• [Your tasks]:
• 1. In the Allakos stock article, what price target did the JMP Securities analyst set?
• 2. From the Allakos stock article, copy out the passage from "Allakos focuses on" up to and including "of the year.".

Start of Document segment

What happened

Shares of clinical-stage biotech company Allakos (ALLK 2.88%) were up more than 15% as of 11:40 a.m. on Wednesday. The stock got a boost when an analyst initiated coverage. Despite the rise, Allakos' stock is still down more than 70% so far this year.

So what

Allakos focuses on monoclonal antibodies to trigger responses in the body's immune cells to treat various conditions, including allergies, and inflammatory and proliferative diseases. The company, on Wednesday, got a buy rating with a price target of $11 from analyst Jonathan Wolleben of JMP Securities. Another factor in the stock's rise is investors have jumped in on a potential bargain after the stock fell to a 52-week low of $2.02 on Sept. 21.

The company has two lead therapies, lirentelimab and AK006. Lirentelimab is in a phase 2b study as a subcutaneous treatment for chronic spontaneous urticaria, a complex, chronic inflammatory skin disease. Lirentelimab is also in a phase 2a trial to treat atopic dermatitis. Results from both trials are expected by the end of the year.

End of Document segment
Start of Material provided

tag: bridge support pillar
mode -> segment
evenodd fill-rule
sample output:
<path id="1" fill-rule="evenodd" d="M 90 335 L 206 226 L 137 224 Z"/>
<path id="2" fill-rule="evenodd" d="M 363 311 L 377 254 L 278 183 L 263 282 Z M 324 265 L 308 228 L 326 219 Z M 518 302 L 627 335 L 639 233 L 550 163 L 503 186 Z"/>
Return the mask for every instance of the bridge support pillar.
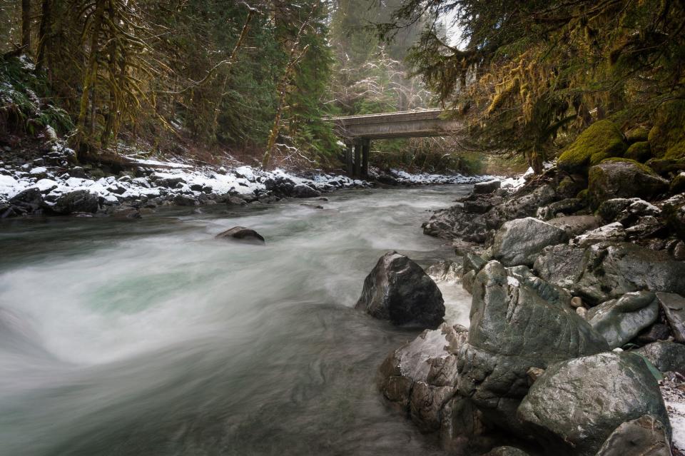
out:
<path id="1" fill-rule="evenodd" d="M 353 171 L 352 163 L 352 153 L 354 145 L 352 143 L 347 143 L 345 148 L 345 169 L 348 176 L 352 176 Z"/>
<path id="2" fill-rule="evenodd" d="M 362 140 L 362 176 L 367 177 L 369 175 L 369 153 L 371 150 L 371 140 Z"/>
<path id="3" fill-rule="evenodd" d="M 359 177 L 361 171 L 362 144 L 362 142 L 361 141 L 357 141 L 355 143 L 355 168 L 352 172 L 352 176 L 355 177 Z"/>

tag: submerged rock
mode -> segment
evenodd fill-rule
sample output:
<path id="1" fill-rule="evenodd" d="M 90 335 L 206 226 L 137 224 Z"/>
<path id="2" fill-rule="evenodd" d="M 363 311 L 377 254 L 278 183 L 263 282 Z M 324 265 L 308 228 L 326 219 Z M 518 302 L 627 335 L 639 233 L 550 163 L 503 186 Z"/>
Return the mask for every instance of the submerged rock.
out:
<path id="1" fill-rule="evenodd" d="M 223 231 L 216 236 L 217 239 L 228 239 L 230 240 L 237 240 L 248 244 L 264 245 L 265 240 L 262 235 L 254 230 L 245 228 L 244 226 L 234 226 L 230 230 Z"/>
<path id="2" fill-rule="evenodd" d="M 669 415 L 656 380 L 641 357 L 606 353 L 549 367 L 521 402 L 518 416 L 537 440 L 562 454 L 593 456 L 626 421 Z"/>
<path id="3" fill-rule="evenodd" d="M 656 321 L 658 316 L 659 303 L 654 293 L 638 291 L 591 308 L 587 320 L 607 339 L 609 348 L 616 348 L 629 342 Z"/>
<path id="4" fill-rule="evenodd" d="M 437 328 L 445 317 L 442 293 L 435 283 L 419 265 L 395 251 L 378 260 L 355 308 L 395 325 Z"/>
<path id="5" fill-rule="evenodd" d="M 517 218 L 506 222 L 494 235 L 492 258 L 505 266 L 532 266 L 543 248 L 567 240 L 562 228 L 532 217 Z"/>
<path id="6" fill-rule="evenodd" d="M 685 345 L 661 340 L 647 344 L 635 350 L 661 372 L 685 374 Z"/>
<path id="7" fill-rule="evenodd" d="M 469 338 L 458 357 L 459 390 L 488 420 L 519 427 L 516 409 L 528 391 L 531 368 L 608 350 L 569 302 L 568 293 L 527 268 L 507 270 L 490 261 L 478 273 Z"/>
<path id="8" fill-rule="evenodd" d="M 626 421 L 612 432 L 597 456 L 671 456 L 668 430 L 651 415 Z"/>
<path id="9" fill-rule="evenodd" d="M 77 190 L 57 198 L 51 211 L 66 215 L 75 212 L 95 213 L 98 211 L 98 197 L 87 190 Z"/>

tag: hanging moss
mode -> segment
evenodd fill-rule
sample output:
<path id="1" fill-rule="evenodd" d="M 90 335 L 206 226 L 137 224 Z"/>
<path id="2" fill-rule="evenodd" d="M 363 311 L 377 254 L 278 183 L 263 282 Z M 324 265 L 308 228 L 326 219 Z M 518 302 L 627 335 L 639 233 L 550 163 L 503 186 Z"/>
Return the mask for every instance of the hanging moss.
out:
<path id="1" fill-rule="evenodd" d="M 644 163 L 651 158 L 651 148 L 649 147 L 649 141 L 643 141 L 631 144 L 623 156 Z"/>
<path id="2" fill-rule="evenodd" d="M 655 157 L 677 158 L 685 151 L 685 101 L 664 103 L 654 116 L 649 145 Z"/>
<path id="3" fill-rule="evenodd" d="M 559 167 L 569 172 L 586 172 L 609 157 L 620 156 L 626 151 L 623 134 L 610 121 L 595 122 L 580 133 L 562 153 Z"/>

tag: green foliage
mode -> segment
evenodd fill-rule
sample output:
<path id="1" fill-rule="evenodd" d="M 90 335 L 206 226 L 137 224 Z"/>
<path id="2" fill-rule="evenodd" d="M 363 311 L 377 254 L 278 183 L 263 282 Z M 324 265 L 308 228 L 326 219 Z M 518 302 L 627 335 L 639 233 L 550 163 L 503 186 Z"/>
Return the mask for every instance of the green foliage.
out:
<path id="1" fill-rule="evenodd" d="M 583 131 L 559 158 L 559 166 L 569 172 L 584 171 L 589 166 L 626 150 L 623 135 L 609 121 L 595 122 Z"/>
<path id="2" fill-rule="evenodd" d="M 626 158 L 630 158 L 640 163 L 644 163 L 651 158 L 651 149 L 649 143 L 646 141 L 633 143 L 623 154 Z"/>

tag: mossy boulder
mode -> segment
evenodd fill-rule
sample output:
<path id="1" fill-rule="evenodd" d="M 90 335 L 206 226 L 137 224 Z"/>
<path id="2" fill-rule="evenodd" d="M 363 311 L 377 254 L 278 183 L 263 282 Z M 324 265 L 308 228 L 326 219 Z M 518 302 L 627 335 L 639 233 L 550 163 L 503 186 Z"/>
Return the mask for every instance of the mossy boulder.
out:
<path id="1" fill-rule="evenodd" d="M 646 141 L 633 143 L 623 156 L 644 163 L 651 158 L 651 149 L 649 148 L 649 143 Z"/>
<path id="2" fill-rule="evenodd" d="M 629 144 L 646 141 L 649 138 L 649 128 L 638 126 L 626 131 L 626 140 Z"/>
<path id="3" fill-rule="evenodd" d="M 614 198 L 651 200 L 664 193 L 669 181 L 636 161 L 622 158 L 605 160 L 589 170 L 587 186 L 590 206 L 596 209 Z"/>
<path id="4" fill-rule="evenodd" d="M 585 129 L 562 153 L 559 167 L 569 173 L 584 172 L 588 166 L 623 155 L 628 147 L 623 133 L 611 121 L 599 121 Z"/>
<path id="5" fill-rule="evenodd" d="M 669 158 L 684 156 L 685 101 L 674 100 L 661 106 L 654 116 L 654 126 L 649 131 L 648 140 L 656 157 L 666 157 L 666 155 Z"/>

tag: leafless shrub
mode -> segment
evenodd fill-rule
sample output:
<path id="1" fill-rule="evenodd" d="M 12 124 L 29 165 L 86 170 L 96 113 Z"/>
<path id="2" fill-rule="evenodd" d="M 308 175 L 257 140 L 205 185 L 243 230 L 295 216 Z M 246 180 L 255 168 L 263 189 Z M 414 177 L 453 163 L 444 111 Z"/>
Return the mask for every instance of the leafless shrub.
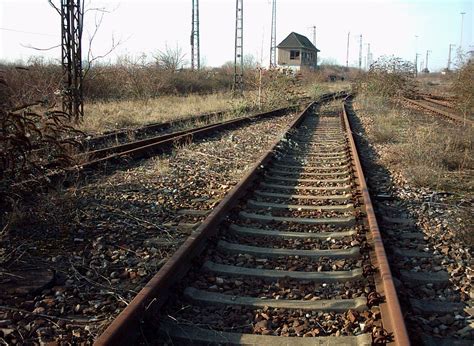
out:
<path id="1" fill-rule="evenodd" d="M 20 105 L 20 106 L 18 106 Z M 0 74 L 0 210 L 18 203 L 25 179 L 38 179 L 47 164 L 72 164 L 71 152 L 80 134 L 69 124 L 68 114 L 45 107 L 47 102 L 31 102 L 30 95 L 18 98 Z M 27 191 L 26 191 L 27 192 Z M 1 214 L 0 224 L 5 223 Z"/>
<path id="2" fill-rule="evenodd" d="M 409 96 L 415 90 L 415 66 L 394 56 L 375 61 L 356 81 L 356 91 L 379 96 Z"/>
<path id="3" fill-rule="evenodd" d="M 466 62 L 454 75 L 451 91 L 456 96 L 456 106 L 464 115 L 474 112 L 474 60 Z"/>

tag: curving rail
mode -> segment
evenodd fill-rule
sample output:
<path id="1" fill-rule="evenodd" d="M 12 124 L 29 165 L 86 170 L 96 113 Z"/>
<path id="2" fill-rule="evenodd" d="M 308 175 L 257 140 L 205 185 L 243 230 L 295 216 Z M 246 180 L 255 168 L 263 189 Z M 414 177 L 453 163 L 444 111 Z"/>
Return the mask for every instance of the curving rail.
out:
<path id="1" fill-rule="evenodd" d="M 96 345 L 143 335 L 409 344 L 346 108 L 318 106 L 298 115 Z"/>
<path id="2" fill-rule="evenodd" d="M 429 98 L 423 98 L 423 100 L 412 100 L 409 98 L 404 97 L 403 101 L 407 102 L 408 104 L 422 108 L 424 110 L 427 110 L 431 113 L 435 113 L 437 115 L 441 115 L 445 117 L 446 119 L 454 121 L 456 124 L 463 125 L 463 126 L 474 126 L 474 121 L 470 119 L 463 118 L 457 114 L 452 113 L 451 111 L 447 111 L 444 109 L 440 109 L 439 106 L 441 104 L 438 102 L 433 102 Z M 444 108 L 449 108 L 445 104 L 442 105 Z"/>

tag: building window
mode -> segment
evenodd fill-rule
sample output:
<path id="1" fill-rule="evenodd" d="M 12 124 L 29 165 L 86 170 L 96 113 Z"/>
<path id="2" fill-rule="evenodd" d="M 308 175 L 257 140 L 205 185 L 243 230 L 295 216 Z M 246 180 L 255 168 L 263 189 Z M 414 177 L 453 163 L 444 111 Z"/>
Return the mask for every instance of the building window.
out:
<path id="1" fill-rule="evenodd" d="M 290 50 L 290 60 L 299 60 L 300 51 L 299 50 Z"/>

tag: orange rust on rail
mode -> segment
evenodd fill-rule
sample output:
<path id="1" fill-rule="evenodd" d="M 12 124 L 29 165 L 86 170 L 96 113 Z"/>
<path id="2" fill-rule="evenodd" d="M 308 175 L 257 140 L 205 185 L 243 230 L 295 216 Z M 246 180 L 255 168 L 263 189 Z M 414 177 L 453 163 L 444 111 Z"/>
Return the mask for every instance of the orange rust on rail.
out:
<path id="1" fill-rule="evenodd" d="M 291 123 L 288 131 L 298 126 L 313 104 L 314 102 L 298 115 Z M 138 292 L 132 302 L 99 336 L 94 345 L 127 344 L 137 336 L 139 323 L 142 321 L 148 306 L 154 304 L 155 307 L 159 307 L 165 302 L 166 290 L 179 278 L 179 273 L 183 273 L 183 271 L 187 269 L 190 260 L 202 249 L 206 239 L 216 232 L 217 226 L 222 218 L 234 207 L 250 183 L 262 171 L 263 166 L 271 159 L 279 142 L 279 138 L 274 141 L 271 149 L 262 155 L 249 173 L 224 197 L 219 205 L 209 214 L 196 231 L 186 239 L 168 262 L 166 262 L 145 287 Z"/>
<path id="2" fill-rule="evenodd" d="M 370 199 L 369 190 L 365 182 L 364 172 L 359 160 L 357 153 L 357 147 L 353 138 L 351 125 L 347 114 L 347 104 L 344 102 L 343 107 L 343 120 L 347 131 L 347 137 L 349 139 L 349 145 L 351 148 L 352 157 L 354 158 L 354 165 L 359 179 L 360 190 L 365 204 L 365 210 L 367 213 L 367 220 L 369 223 L 369 230 L 372 235 L 374 250 L 376 254 L 376 260 L 379 267 L 379 274 L 382 280 L 382 287 L 386 298 L 388 316 L 390 325 L 393 327 L 394 342 L 396 345 L 410 345 L 410 339 L 403 319 L 403 314 L 398 300 L 397 291 L 393 282 L 392 273 L 388 264 L 387 254 L 382 242 L 382 235 L 375 218 L 375 212 Z"/>
<path id="3" fill-rule="evenodd" d="M 453 121 L 455 121 L 456 123 L 459 123 L 459 124 L 463 124 L 464 126 L 466 125 L 470 125 L 470 126 L 474 126 L 474 121 L 470 120 L 470 119 L 464 119 L 458 115 L 455 115 L 455 114 L 452 114 L 452 113 L 449 113 L 449 112 L 446 112 L 446 111 L 443 111 L 441 109 L 437 109 L 435 107 L 431 107 L 431 106 L 428 106 L 426 104 L 423 104 L 421 102 L 418 102 L 418 101 L 415 101 L 415 100 L 411 100 L 411 99 L 408 99 L 406 97 L 403 98 L 404 101 L 408 102 L 408 103 L 411 103 L 415 106 L 418 106 L 418 107 L 421 107 L 421 108 L 424 108 L 424 109 L 427 109 L 431 112 L 434 112 L 434 113 L 437 113 L 437 114 L 440 114 L 448 119 L 451 119 Z"/>

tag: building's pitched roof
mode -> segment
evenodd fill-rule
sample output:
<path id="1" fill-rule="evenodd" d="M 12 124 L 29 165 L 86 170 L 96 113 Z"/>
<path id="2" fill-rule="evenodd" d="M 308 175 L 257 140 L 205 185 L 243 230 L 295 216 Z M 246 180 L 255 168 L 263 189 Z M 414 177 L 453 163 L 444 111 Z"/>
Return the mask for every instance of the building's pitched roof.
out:
<path id="1" fill-rule="evenodd" d="M 278 48 L 306 48 L 311 50 L 320 51 L 314 46 L 314 44 L 306 37 L 296 32 L 289 34 L 281 43 L 277 46 Z"/>

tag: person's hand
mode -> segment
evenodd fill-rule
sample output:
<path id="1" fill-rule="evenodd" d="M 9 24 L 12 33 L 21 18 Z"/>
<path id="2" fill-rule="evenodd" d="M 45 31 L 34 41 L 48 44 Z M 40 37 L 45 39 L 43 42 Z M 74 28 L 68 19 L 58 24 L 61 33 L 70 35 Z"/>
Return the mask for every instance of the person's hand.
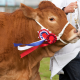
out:
<path id="1" fill-rule="evenodd" d="M 65 13 L 73 13 L 77 8 L 77 1 L 70 3 L 67 7 L 64 8 Z"/>

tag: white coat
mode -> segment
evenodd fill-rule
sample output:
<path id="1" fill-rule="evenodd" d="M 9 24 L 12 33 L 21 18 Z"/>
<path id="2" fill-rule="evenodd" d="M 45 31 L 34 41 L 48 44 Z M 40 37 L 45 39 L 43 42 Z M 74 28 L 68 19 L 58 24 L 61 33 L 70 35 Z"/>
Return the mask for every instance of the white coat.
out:
<path id="1" fill-rule="evenodd" d="M 75 2 L 76 0 L 63 0 L 61 4 L 55 5 L 59 8 L 68 6 L 71 2 Z M 80 4 L 80 0 L 77 0 L 78 4 Z M 58 2 L 58 1 L 57 1 Z M 78 5 L 79 11 L 80 11 L 80 5 Z M 80 12 L 79 12 L 80 16 Z M 67 15 L 67 19 L 70 22 L 70 13 Z M 75 13 L 72 13 L 72 25 L 75 27 Z M 80 17 L 79 17 L 79 24 L 80 24 Z M 69 43 L 65 47 L 63 47 L 61 50 L 57 51 L 53 57 L 51 57 L 50 60 L 50 70 L 51 70 L 51 78 L 56 75 L 65 65 L 67 65 L 72 59 L 74 59 L 78 52 L 80 51 L 80 40 L 78 40 L 76 43 Z"/>

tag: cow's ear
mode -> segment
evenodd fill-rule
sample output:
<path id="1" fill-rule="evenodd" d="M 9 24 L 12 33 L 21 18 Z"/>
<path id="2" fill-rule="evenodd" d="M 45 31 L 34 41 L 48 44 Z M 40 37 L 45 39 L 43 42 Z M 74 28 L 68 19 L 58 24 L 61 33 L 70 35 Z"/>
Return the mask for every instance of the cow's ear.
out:
<path id="1" fill-rule="evenodd" d="M 21 3 L 21 9 L 24 13 L 24 15 L 28 18 L 32 18 L 32 19 L 35 19 L 36 16 L 37 16 L 37 12 L 35 11 L 35 9 L 31 8 L 31 7 L 28 7 L 24 4 Z"/>

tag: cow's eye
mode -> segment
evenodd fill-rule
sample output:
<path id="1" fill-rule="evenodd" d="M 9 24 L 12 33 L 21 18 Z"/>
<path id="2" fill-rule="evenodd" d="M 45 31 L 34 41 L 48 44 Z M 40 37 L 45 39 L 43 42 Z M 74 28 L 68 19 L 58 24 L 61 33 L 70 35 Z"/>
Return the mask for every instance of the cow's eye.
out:
<path id="1" fill-rule="evenodd" d="M 54 21 L 54 18 L 49 18 L 50 21 Z"/>

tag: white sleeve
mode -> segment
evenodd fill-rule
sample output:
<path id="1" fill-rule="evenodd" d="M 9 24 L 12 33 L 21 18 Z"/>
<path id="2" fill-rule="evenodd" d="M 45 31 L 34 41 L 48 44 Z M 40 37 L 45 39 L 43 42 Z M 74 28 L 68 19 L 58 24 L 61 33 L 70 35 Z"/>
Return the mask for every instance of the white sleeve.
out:
<path id="1" fill-rule="evenodd" d="M 60 9 L 66 6 L 66 0 L 52 0 L 52 3 L 59 7 Z"/>

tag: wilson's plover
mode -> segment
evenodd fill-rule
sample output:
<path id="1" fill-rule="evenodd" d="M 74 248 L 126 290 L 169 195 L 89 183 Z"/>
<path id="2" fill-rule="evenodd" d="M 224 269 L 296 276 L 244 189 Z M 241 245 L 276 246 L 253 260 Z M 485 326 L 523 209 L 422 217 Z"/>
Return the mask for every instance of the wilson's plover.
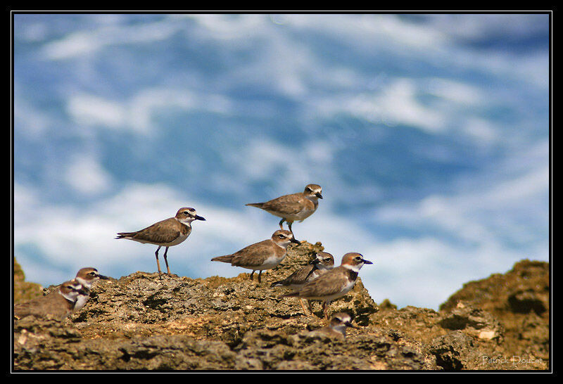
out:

End of Material provided

• [Exercise results]:
• 1. $11

• 2.
Allakos focuses on monoclonal antibodies to trigger responses in the body's immune cells to treat various conditions, including allergies, and inflammatory and proliferative diseases. The company, on Wednesday, got a buy rating with a price target of $11 from analyst Jonathan Wolleben of JMP Securities. Another factor in the stock's rise is investors have jumped in on a potential bargain after the stock fell to a 52-week low of $2.02 on Sept. 21.

The company has two lead therapies, lirentelimab and AK006. Lirentelimab is in a phase 2b study as a subcutaneous treatment for chronic spontaneous urticaria, a complex, chronic inflammatory skin disease. Lirentelimab is also in a phase 2a trial to treat atopic dermatitis. Results from both trials are expected by the end of the year.